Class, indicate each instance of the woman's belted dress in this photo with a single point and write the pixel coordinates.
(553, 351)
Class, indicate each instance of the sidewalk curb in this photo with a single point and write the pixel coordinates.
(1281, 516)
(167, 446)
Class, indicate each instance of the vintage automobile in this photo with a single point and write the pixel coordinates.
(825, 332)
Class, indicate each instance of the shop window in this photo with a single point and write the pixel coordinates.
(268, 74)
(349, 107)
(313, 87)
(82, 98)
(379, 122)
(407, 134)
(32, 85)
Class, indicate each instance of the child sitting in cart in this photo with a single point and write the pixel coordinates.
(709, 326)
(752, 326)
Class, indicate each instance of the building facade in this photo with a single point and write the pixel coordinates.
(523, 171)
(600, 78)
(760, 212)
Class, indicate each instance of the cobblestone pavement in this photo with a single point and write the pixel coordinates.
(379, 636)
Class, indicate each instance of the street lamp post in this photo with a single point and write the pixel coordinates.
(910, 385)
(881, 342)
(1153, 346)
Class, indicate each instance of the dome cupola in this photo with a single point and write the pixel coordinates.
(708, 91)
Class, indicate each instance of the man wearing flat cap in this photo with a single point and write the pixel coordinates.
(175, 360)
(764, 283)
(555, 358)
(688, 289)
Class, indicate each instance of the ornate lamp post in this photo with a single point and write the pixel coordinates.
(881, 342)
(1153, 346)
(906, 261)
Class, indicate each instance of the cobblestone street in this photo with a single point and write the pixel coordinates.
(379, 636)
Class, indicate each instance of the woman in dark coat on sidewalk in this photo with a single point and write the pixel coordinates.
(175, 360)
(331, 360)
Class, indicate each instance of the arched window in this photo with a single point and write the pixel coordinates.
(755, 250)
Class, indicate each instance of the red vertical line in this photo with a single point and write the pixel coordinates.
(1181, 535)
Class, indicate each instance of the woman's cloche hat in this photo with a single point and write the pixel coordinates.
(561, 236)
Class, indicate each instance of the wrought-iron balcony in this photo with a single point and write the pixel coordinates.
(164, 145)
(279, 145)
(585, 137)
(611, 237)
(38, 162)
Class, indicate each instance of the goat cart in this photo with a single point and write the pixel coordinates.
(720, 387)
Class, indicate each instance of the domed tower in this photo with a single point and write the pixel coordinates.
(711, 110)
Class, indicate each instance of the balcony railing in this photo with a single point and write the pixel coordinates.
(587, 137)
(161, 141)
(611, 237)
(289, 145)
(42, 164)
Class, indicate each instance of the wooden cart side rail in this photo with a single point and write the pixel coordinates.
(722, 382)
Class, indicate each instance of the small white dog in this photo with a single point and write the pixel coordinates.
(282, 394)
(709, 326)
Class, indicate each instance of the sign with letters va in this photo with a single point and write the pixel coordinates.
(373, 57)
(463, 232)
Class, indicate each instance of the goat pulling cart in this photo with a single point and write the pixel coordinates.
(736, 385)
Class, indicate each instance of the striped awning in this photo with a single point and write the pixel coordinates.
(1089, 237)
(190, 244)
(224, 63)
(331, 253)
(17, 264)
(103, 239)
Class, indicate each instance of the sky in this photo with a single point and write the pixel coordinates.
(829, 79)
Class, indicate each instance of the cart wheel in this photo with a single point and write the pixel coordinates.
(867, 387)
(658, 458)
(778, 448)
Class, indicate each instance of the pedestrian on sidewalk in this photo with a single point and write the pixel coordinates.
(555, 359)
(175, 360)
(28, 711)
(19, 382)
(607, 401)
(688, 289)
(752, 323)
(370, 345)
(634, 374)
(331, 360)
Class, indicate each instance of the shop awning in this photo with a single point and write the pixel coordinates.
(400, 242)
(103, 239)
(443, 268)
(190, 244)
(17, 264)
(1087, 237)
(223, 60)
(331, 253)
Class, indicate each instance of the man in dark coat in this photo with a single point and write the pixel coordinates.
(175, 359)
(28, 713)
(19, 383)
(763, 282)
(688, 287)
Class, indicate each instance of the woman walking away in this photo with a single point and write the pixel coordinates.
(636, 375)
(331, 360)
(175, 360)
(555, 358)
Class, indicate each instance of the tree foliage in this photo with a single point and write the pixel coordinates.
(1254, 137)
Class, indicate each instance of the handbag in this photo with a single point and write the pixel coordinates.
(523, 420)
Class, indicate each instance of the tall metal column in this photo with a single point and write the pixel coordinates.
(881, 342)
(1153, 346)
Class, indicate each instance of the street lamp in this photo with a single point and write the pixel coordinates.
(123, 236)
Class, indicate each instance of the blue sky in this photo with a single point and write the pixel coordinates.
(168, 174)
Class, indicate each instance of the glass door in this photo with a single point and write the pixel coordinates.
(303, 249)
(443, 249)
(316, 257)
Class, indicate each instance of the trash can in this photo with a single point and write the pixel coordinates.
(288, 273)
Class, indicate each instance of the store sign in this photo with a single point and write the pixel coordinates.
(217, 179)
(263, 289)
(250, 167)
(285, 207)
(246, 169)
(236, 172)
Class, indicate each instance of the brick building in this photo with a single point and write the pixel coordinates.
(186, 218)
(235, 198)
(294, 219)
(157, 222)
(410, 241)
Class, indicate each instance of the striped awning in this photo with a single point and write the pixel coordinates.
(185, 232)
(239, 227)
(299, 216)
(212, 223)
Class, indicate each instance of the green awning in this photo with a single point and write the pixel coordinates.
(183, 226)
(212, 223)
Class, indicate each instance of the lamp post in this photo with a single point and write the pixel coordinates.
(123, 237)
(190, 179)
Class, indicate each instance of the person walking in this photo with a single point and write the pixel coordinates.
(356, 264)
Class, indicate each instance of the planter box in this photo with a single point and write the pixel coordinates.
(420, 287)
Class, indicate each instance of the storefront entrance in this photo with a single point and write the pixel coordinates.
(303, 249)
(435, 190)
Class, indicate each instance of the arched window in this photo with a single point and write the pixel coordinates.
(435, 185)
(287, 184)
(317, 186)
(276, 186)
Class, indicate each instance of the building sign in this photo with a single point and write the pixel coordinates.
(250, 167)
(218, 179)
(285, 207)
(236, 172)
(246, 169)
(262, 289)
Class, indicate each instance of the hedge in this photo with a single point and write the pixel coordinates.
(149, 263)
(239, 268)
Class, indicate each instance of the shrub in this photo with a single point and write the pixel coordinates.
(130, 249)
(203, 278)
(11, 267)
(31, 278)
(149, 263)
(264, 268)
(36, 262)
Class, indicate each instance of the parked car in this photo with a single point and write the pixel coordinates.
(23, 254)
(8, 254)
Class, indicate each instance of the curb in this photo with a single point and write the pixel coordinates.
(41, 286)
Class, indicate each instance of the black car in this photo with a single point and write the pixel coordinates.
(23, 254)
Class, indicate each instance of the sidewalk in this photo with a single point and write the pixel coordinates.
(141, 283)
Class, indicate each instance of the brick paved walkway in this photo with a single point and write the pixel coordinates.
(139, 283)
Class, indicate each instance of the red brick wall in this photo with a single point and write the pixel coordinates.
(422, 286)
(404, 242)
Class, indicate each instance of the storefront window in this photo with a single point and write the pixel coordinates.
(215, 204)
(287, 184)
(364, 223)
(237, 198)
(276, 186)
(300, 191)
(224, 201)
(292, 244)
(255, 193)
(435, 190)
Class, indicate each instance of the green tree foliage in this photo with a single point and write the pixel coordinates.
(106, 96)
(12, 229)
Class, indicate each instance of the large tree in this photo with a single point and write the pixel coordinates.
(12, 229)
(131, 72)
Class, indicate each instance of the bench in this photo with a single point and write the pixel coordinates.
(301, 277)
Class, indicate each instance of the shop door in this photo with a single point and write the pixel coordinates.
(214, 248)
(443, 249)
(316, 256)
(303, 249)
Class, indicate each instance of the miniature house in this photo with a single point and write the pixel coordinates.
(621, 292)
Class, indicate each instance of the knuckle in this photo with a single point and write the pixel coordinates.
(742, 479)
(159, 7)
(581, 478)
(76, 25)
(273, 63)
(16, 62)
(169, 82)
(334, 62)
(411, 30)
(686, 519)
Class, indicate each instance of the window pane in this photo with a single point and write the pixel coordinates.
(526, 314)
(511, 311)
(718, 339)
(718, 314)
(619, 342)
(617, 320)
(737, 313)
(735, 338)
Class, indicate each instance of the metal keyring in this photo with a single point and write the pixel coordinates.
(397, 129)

--------------------------------------------------

> Exercise instructions: Produce a verbatim copy of the lines from the one holding "Class, indicate each instance of the metal" to the final line of the data, and nothing more.

> Answer:
Class, indicate each instance of the metal keyring in this photo with a single point and write the pixel coordinates.
(397, 129)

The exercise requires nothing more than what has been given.